## Text block
::::

For two-way clustering (e.g. group and time) see the following link:

http://people.su.se/~ma/clustering.pdf

Here is another helpful guide for the plm package specifically that explains different options for clustered standard errors:

http://www.princeton.edu/~otorres/Panel101R.pdf

Clustering and other information, especially for Stata, can be found here:

http://www.kellogg.northwestern.edu/faculty/petersen/htm/papers/se/se_programming.htm

EDIT 2:

Here are examples that compare R and stata: http://www.richard-bluhm.com/clustered-ses-in-r-and-stata-2/

Also, the multiwayvcov may be helpful. This post provides a helpful overview: http://rforpublichealth.blogspot.dk/2014/10/easy-clustered-standard-errors-in-r.html

From the documentation:

library(multiwayvcov)

::::

Coordinate labeling data:
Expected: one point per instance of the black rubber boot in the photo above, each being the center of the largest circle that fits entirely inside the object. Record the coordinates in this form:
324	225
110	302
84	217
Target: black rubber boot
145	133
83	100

::::

## Written exercise
Resume the post on clustered standard errors, picking up after its final line.

## Answer for the task
library(lmtest)
data(petersen)
m1 <- lm(y ~ x, data = petersen)

# Cluster by firm
vcov_firm <- cluster.vcov(m1, petersen$firmid)
coeftest(m1, vcov_firm)
# Cluster by year
vcov_year <- cluster.vcov(m1, petersen$year)
coeftest(m1, vcov_year)
# Cluster by year using a formula
vcov_year_formula <- cluster.vcov(m1, ~ year)
coeftest(m1, vcov_year_formula)

# Double cluster by firm and year
vcov_both <- cluster.vcov(m1, cbind(petersen$firmid, petersen$year))
coeftest(m1, vcov_both)
# Double cluster by firm and year using a formula
vcov_both_formula <- cluster.vcov(m1, ~ firmid + year)
coeftest(m1, vcov_both_formula)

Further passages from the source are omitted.